The answer should reproduce the listing below character for character.

◆ ◆ ◆

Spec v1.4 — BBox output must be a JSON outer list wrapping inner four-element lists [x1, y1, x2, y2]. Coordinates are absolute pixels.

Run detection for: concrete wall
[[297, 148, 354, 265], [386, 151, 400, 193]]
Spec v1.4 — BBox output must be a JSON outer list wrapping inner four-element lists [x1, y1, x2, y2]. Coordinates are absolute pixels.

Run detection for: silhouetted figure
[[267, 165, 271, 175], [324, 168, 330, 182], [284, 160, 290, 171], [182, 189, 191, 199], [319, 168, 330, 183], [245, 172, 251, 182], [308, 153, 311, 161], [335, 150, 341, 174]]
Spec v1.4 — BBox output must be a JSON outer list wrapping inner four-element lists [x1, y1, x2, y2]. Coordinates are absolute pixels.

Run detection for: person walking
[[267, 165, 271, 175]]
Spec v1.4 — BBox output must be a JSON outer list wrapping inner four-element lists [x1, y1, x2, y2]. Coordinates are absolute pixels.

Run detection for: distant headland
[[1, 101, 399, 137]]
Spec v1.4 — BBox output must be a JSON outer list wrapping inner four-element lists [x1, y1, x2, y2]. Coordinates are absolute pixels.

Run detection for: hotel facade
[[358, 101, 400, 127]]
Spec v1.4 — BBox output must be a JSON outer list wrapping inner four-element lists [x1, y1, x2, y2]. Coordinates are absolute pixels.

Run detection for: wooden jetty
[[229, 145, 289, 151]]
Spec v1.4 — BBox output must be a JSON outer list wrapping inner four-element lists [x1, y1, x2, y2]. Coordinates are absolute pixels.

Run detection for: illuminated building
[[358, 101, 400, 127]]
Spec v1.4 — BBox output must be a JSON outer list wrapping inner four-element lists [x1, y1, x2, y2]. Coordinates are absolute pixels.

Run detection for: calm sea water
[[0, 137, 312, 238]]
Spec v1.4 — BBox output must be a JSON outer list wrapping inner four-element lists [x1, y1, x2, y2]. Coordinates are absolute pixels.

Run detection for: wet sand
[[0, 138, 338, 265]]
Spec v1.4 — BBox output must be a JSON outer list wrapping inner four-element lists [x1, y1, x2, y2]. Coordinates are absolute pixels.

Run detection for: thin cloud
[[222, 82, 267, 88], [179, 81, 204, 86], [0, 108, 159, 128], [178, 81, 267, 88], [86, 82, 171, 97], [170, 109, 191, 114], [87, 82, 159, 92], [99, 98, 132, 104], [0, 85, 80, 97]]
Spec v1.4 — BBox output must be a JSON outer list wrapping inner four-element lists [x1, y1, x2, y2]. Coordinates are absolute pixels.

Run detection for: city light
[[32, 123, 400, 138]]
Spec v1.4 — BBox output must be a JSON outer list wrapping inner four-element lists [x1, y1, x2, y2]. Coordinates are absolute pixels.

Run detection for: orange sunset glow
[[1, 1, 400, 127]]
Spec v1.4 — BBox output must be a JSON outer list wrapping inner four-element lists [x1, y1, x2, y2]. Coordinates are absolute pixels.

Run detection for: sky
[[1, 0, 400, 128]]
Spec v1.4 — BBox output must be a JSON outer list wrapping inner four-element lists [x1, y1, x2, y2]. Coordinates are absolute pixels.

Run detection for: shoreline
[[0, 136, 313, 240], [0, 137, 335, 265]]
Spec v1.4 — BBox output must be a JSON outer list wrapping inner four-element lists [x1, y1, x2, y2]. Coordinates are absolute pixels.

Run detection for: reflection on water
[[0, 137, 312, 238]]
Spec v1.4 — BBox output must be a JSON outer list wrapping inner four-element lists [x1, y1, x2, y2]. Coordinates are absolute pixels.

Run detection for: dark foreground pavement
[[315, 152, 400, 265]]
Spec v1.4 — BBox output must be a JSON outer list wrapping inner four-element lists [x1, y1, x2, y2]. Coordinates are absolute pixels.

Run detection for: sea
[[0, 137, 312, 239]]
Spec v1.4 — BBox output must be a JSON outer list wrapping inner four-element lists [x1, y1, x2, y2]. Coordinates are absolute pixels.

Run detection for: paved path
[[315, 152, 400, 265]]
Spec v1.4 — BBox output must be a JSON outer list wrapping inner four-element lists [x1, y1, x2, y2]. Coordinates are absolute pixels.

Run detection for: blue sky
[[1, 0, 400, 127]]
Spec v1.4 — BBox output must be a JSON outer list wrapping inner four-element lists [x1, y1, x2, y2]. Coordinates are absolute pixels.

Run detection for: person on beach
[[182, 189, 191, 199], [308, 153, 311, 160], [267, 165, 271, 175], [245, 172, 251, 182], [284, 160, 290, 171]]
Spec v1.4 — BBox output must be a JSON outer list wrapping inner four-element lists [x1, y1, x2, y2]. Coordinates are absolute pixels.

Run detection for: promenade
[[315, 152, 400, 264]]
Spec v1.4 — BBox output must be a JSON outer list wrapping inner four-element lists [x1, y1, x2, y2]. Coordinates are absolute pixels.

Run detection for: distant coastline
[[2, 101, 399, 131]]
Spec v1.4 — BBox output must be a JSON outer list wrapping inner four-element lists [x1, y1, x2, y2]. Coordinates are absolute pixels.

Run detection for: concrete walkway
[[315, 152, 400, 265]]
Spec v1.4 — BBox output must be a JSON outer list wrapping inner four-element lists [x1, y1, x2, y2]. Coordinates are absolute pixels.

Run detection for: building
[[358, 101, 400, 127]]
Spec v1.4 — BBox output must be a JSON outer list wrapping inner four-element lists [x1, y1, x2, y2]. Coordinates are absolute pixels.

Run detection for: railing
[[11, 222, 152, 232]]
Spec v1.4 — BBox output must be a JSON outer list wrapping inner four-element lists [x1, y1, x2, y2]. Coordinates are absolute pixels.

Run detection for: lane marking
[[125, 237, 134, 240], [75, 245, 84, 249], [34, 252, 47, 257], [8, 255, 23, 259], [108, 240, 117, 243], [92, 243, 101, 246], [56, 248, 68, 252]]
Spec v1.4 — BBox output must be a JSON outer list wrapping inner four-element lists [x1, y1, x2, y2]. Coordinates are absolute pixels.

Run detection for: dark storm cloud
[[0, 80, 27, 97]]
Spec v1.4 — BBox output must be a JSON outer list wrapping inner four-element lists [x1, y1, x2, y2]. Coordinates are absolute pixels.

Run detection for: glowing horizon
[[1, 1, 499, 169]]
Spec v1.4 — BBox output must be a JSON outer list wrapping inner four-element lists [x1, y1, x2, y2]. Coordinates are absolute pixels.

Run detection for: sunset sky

◆ ◆ ◆

■ **Response box**:
Spec v1.4 — BBox output must be a JSON outer list wrapping inner four-element lists [x1, y1, x2, y2]. Coordinates are absolute pixels.

Run detection for: concrete wall
[[297, 148, 354, 265], [386, 151, 400, 193]]
Spec v1.4 — BBox output must be a JSON outer list wrapping inner four-element lists [x1, y1, x2, y2]. Coordinates are absolute pixels.

Run detection for: silhouetted figure
[[267, 165, 271, 175], [324, 168, 330, 182], [284, 160, 290, 171], [182, 189, 191, 199], [319, 168, 330, 183], [245, 172, 251, 182], [308, 153, 311, 161], [335, 150, 341, 174]]
Spec v1.4 — BBox output must be a JSON outer list wrapping inner four-element lists [x1, y1, x2, y2]. Coordinates are absolute pixels.

Run detection for: person walking
[[267, 165, 271, 175]]
Spec v1.4 — BBox output must be a JSON outer list wrapping inner four-element lists [x1, y1, x2, y2]. Coordinates are absolute pixels.

Run detection for: distant headland
[[1, 101, 399, 137]]
Spec v1.4 — BBox output must be a JSON outer list wrapping inner four-element lists [x1, y1, x2, y2]. Coordinates are absolute pixels.

Run detection for: hotel facade
[[358, 101, 400, 127]]
Spec v1.4 — BBox output must be a JSON outer list wrapping inner four-element lists [x1, y1, x2, y2]. Coordinates are absolute pixels.

Run detection for: wooden jetty
[[229, 145, 289, 151]]
Spec v1.4 — BBox output must be a JSON outer list wrapping inner four-element lists [x1, y1, x2, y2]. Coordinates are absolute pixels.

Run detection for: illuminated building
[[358, 101, 400, 127]]
Spec v1.4 — BBox output must be a JSON outer list wrapping inner four-element lists [x1, y1, x2, y2]. Coordinates are absolute pixels.

Run detection for: calm sea water
[[0, 137, 312, 238]]
Spec v1.4 — BBox output must be a JSON outer list wrapping inner four-element lists [x1, y1, x2, y2]. Coordinates are absolute pixels.

Run detection for: wet sand
[[0, 138, 338, 265]]
Spec v1.4 — BBox output must be a JSON outer list wrapping inner four-element lists [x1, y1, x2, y2]. Coordinates are absolute pixels.

Run detection for: thin cloud
[[222, 82, 267, 88], [179, 81, 204, 86], [0, 108, 159, 128], [178, 81, 267, 88], [86, 82, 171, 97], [170, 109, 191, 114], [87, 82, 159, 92], [99, 98, 132, 104], [0, 85, 80, 97]]
Spec v1.4 — BBox output must be a JSON outer list wrapping inner four-element lists [x1, y1, x2, y2]. Coordinates are absolute pixels.

Run detection for: city light
[[32, 123, 400, 138]]
Spec v1.4 — BBox output must be a JSON outer list wrapping inner four-element lists [x1, y1, x2, y2]. Coordinates are absolute pixels.

Run detection for: orange sunset glow
[[1, 1, 400, 127]]
Spec v1.4 — BBox output must be a JSON outer list wrapping inner four-element lists [x1, y1, x2, y2]. Coordinates are absolute pixels.

Run detection for: sky
[[1, 0, 400, 128]]
Spec v1.4 — BBox output must be a JSON outer list wrapping inner four-element lists [x1, y1, x2, y2]. Coordinates are absolute pixels.

Run detection for: shoreline
[[0, 136, 313, 240], [0, 137, 335, 265]]
Spec v1.4 — BBox output must be a JSON outer list wrapping inner four-element lists [x1, y1, x2, y2]. Coordinates are absolute pixels.

Run detection for: reflection on water
[[0, 137, 312, 238]]
Spec v1.4 — BBox output must be a JSON outer list wrapping inner four-element lists [x1, y1, x2, y2]. Coordinates are absolute pixels.

Run detection for: dark foreground pavement
[[315, 152, 400, 265]]
Spec v1.4 — BBox output must be a JSON outer list wrapping inner four-element lists [x1, y1, x2, y2]. Coordinates are absolute pixels.

Run detection for: sea
[[0, 137, 312, 239]]
Spec v1.4 — BBox output must be a JSON outer list wrapping inner four-element lists [x1, y1, x2, y2]. Coordinates are absolute pixels.

Run detection for: paved path
[[315, 152, 400, 265]]
Spec v1.4 — BBox output must be a JSON outer list wrapping inner four-element lists [x1, y1, x2, y2]. Coordinates are absolute pixels.

Run detection for: blue sky
[[1, 0, 400, 127]]
Spec v1.4 — BBox output must be a JSON outer list wrapping inner four-element lists [x1, y1, x2, y2]. Coordinates are absolute pixels.

Run detection for: person on beach
[[182, 189, 191, 199], [308, 153, 311, 160], [267, 165, 271, 175], [245, 172, 251, 182], [284, 160, 290, 171]]
Spec v1.4 — BBox output must be a JSON outer list wrapping inner four-element lists [x1, y1, x2, y2]. Coordinates are absolute pixels.

Run detection for: promenade
[[315, 152, 400, 264]]
Spec v1.4 — BBox output must be a JSON outer list wrapping inner four-element lists [x1, y1, x2, y2]. Coordinates are absolute pixels.

Run detection for: distant coastline
[[2, 101, 399, 131]]
Spec v1.4 — BBox output must be a JSON outer list wrapping inner four-element lists [x1, y1, x2, y2]. Coordinates are absolute pixels.

Run detection for: concrete walkway
[[315, 152, 400, 265]]
Spec v1.4 — BBox output must be a JSON outer list wrapping inner four-element lists [x1, y1, x2, y2]. Coordinates are absolute pixels.

Run detection for: building
[[358, 101, 400, 127]]
Spec v1.4 — BBox output must be a JSON outer list wrapping inner four-element lists [x1, y1, x2, y2]. Coordinates are absolute pixels.

Run detection for: railing
[[11, 222, 152, 232]]
Spec v1.4 — BBox output must be a JSON outer list wrapping inner four-element lists [x1, y1, x2, y2]. Coordinates are absolute pixels.

Run detection for: lane marking
[[125, 237, 134, 240], [75, 245, 84, 249], [34, 252, 47, 257], [8, 255, 23, 259], [108, 240, 117, 243], [92, 243, 101, 246], [56, 248, 68, 252]]
Spec v1.4 — BBox output must be a JSON outer list wrapping inner four-element lists [x1, y1, x2, y2]. Coordinates are absolute pixels.

Run detection for: dark storm cloud
[[0, 80, 27, 97]]
Spec v1.4 — BBox output must be a JSON outer list wrapping inner four-element lists [x1, y1, x2, y2]. Coordinates are absolute pixels.

Run detection for: glowing horizon
[[1, 1, 499, 169]]
Spec v1.4 — BBox output must be a JSON outer list wrapping inner four-element lists [x1, y1, x2, y2]. Coordinates are absolute pixels.

Run detection for: sunset sky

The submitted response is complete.